* [To be done]
Report each line in the entries below that contains the string "query".

* [Dataset extract]
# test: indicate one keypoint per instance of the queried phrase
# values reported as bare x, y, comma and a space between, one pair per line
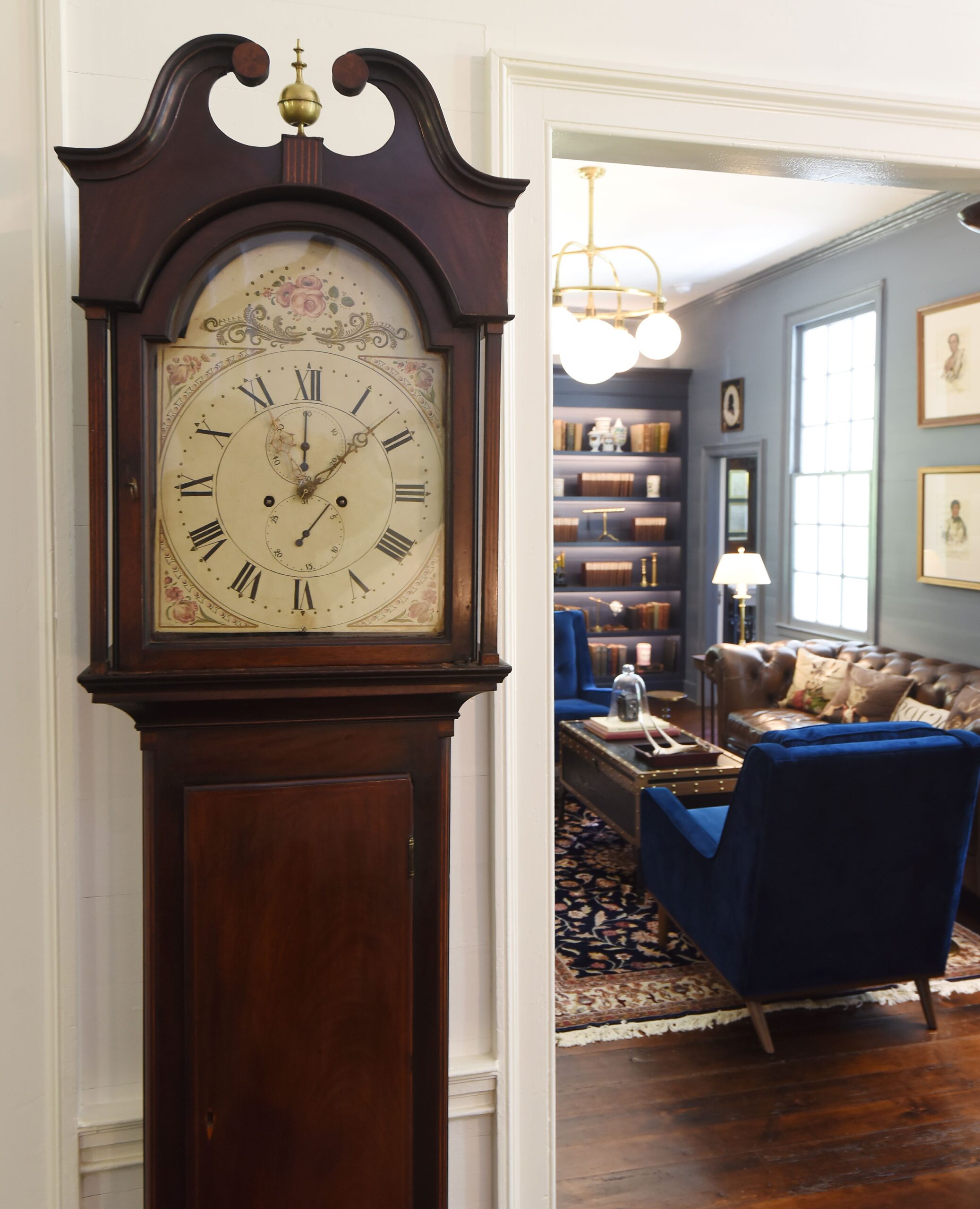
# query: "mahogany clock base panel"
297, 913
---
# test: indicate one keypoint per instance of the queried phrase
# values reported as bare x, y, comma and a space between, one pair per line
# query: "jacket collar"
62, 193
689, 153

* [Result below]
# query: "mahogany clock base panel"
# query: "jacket collar"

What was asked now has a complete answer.